◆ **PROMPT**
Can you reproduce the Michigan humor list below word for word, from its title through the last line, before turning to the records?

LOL, Why Michigan is Awesome


Hahaha look what I found! Michigan is so special… lol :slight_smile:

You might be from Michigan if…

You have ever been sunburned and frostbitten in the same week.

You point to a spot on the palm of your right hand when telling people where you’re from.

You can explain the difference between yoopers, trolls and fudgies.

Owning a Japanese car was a hanging offense in your hometown.

You learned to pilot a boat before the training wheels came off your bicycle

You know that a place called Kalamazoo actually exists.

You know someone who was Asparagus Queen at a county fair

Someone says “down south” and you think of Toledo.

Your family breaks into violence during the MSU/UM game.

You define summer as three months of bad sledding.

You had to recite “By the Shores of Gitchee-goomie” for your 7th grade English class.

You drive 80 mph on the freeway and always pass on the right.

The trees in your yard have spigots.

You have as many Canadian coins in your pocket as American.

Coast-to-coast means Port Huron to Muskegon.

You know how to play Euchre.

You are not fazed by a traffic sign saying “Snowmobile Crossing”.

You bake with “soda” and drink “pop”.

You have no problem spelling names like Mackinac, Tahquamenon and Ypsilanti.

The Big Three are either Ford, Chrysler and GM or Domino’s, Little Caesar’s and Hungry Howie’s.

You know that it’s usually warmer in Hell than in Paradise.

You go “up north” for the weekends.

Your child’s ball game has been snowed out.

“Submarine” is a sandwich and “Big Mac” is a bridge.

◆ **DATA**

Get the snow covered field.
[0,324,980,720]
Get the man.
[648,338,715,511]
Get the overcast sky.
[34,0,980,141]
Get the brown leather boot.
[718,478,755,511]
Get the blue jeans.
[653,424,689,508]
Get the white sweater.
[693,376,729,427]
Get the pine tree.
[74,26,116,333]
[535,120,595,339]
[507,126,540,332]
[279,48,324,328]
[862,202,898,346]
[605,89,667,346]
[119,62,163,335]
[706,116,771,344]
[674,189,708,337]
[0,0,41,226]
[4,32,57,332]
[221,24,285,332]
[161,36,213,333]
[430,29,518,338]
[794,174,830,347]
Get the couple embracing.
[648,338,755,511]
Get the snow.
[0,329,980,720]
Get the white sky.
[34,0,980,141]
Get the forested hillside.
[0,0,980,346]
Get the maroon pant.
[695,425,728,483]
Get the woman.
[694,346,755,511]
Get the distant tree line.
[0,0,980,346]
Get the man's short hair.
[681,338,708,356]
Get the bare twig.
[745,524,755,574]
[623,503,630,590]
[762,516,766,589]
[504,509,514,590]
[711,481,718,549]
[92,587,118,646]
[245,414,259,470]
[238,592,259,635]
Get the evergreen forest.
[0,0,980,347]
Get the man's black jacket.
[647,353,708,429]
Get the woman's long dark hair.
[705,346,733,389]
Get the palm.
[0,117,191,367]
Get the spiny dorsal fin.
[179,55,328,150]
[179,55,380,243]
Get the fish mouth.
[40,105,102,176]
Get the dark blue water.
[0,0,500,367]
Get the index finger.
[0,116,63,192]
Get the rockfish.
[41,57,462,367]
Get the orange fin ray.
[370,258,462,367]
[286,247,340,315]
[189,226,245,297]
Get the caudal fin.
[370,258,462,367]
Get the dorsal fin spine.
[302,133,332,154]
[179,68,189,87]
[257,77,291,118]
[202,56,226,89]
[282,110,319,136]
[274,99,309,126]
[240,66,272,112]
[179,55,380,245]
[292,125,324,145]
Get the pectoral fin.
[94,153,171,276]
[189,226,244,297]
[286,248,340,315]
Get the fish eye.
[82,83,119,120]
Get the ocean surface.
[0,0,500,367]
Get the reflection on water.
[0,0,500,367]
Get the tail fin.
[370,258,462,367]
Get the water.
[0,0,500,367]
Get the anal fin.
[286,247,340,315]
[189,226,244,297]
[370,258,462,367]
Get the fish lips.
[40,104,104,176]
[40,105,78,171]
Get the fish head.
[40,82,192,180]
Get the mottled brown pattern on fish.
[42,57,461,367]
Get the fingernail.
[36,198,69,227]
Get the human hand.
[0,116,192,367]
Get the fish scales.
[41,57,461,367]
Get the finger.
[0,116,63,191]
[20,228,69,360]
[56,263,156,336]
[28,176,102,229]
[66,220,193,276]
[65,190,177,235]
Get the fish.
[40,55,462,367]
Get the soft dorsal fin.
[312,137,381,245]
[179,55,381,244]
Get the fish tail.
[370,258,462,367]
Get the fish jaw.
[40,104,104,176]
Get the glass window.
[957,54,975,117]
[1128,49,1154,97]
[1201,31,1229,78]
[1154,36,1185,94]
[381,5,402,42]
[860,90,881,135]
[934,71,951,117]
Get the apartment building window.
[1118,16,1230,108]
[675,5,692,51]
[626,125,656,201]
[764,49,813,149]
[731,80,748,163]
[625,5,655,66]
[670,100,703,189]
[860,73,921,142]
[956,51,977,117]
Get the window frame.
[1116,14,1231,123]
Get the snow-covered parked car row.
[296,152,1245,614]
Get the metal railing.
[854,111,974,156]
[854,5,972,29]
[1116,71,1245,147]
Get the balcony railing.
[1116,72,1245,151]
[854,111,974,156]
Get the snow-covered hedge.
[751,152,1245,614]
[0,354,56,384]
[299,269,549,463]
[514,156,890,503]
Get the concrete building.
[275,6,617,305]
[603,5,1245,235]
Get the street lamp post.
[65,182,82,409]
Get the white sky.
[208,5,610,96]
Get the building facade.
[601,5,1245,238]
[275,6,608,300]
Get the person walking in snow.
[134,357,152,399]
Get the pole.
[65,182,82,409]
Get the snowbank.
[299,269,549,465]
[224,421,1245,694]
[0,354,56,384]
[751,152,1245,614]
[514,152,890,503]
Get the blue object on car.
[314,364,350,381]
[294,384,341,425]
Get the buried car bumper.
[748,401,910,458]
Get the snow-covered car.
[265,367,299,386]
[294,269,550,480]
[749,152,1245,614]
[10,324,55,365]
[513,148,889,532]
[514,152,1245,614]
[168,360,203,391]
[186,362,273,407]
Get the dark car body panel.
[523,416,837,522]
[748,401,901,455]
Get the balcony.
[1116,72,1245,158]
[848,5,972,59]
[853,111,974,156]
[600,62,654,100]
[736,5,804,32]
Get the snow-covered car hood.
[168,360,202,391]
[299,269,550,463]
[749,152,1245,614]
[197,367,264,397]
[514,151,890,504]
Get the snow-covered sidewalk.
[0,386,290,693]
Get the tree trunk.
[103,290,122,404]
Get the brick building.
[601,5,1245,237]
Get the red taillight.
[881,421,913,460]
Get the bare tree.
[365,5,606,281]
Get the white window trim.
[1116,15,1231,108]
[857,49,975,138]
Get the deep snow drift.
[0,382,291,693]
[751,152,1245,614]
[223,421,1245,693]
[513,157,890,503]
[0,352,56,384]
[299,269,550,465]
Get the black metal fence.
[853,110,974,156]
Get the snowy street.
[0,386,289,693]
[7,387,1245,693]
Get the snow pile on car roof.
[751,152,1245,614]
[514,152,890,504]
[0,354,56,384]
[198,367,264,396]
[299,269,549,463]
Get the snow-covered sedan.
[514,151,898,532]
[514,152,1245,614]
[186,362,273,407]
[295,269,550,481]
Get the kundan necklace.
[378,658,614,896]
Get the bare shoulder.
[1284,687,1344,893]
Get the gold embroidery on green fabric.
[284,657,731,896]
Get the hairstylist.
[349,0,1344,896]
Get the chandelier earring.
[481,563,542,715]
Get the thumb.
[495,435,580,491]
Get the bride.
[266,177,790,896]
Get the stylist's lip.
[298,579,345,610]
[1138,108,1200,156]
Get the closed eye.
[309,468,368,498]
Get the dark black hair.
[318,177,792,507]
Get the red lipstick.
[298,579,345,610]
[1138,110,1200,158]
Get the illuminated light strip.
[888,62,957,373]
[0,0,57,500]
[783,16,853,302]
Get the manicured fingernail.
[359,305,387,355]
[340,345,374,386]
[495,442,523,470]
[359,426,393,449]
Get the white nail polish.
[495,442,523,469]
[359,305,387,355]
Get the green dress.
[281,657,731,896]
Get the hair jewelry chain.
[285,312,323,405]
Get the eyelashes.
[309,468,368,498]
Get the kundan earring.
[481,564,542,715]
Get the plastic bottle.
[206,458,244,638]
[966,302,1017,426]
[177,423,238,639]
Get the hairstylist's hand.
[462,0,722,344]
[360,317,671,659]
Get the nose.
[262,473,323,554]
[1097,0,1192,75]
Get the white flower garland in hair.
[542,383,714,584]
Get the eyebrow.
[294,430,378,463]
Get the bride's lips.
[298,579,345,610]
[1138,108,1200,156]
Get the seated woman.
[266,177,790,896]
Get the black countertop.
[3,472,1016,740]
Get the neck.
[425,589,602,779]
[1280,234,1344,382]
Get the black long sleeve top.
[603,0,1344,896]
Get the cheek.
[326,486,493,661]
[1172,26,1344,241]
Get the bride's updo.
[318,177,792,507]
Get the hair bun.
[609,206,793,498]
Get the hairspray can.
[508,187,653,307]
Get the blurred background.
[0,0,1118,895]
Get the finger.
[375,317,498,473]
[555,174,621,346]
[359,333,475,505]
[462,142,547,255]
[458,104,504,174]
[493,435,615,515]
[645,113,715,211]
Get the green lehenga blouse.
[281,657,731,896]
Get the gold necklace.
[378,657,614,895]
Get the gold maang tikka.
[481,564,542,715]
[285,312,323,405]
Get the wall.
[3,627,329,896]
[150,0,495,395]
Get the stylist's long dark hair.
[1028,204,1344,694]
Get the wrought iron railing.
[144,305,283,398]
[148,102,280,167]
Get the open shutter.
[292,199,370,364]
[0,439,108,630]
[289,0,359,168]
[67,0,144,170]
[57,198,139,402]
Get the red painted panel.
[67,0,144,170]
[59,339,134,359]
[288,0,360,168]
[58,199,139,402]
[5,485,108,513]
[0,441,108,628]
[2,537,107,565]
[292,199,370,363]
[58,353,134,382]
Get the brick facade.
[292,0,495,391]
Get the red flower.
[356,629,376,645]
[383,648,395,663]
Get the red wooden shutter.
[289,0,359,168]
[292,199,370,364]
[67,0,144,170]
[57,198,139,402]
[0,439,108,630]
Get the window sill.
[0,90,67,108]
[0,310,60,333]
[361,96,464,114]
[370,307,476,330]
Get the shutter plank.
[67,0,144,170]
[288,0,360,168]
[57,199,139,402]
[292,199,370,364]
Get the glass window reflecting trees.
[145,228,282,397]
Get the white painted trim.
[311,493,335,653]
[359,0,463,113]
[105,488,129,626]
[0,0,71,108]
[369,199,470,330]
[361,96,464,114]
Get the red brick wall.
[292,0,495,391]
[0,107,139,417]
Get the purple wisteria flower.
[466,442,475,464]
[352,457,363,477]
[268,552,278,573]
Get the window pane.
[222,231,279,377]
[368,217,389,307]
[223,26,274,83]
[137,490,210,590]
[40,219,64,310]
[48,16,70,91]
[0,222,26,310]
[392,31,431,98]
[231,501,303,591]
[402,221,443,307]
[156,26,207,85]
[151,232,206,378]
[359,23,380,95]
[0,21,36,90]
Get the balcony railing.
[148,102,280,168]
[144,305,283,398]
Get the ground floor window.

◆ **CORRECT RESULT**
LOL, Why Michigan is Awesome


Hahaha look what I found! Michigan is so special… lol :slight_smile:

You might be from Michigan if…

You have ever been sunburned and frostbitten in the same week.

You point to a spot on the palm of your right hand when telling people where you’re from.

You can explain the difference between yoopers, trolls and fudgies.

Owning a Japanese car was a hanging offense in your hometown.

You learned to pilot a boat before the training wheels came off your bicycle

You know that a place called Kalamazoo actually exists.

You know someone who was Asparagus Queen at a county fair

Someone says “down south” and you think of Toledo.

Your family breaks into violence during the MSU/UM game.

You define summer as three months of bad sledding.

You had to recite “By the Shores of Gitchee-goomie” for your 7th grade English class.

You drive 80 mph on the freeway and always pass on the right.

The trees in your yard have spigots.

You have as many Canadian coins in your pocket as American.

Coast-to-coast means Port Huron to Muskegon.

You know how to play Euchre.

You are not fazed by a traffic sign saying “Snowmobile Crossing”.

You bake with “soda” and drink “pop”.

You have no problem spelling names like Mackinac, Tahquamenon and Ypsilanti.

The Big Three are either Ford, Chrysler and GM or Domino’s, Little Caesar’s and Hungry Howie’s.

You know that it’s usually warmer in Hell than in Paradise.

You go “up north” for the weekends.

Your child’s ball game has been snowed out.

“Submarine” is a sandwich and “Big Mac” is a bridge.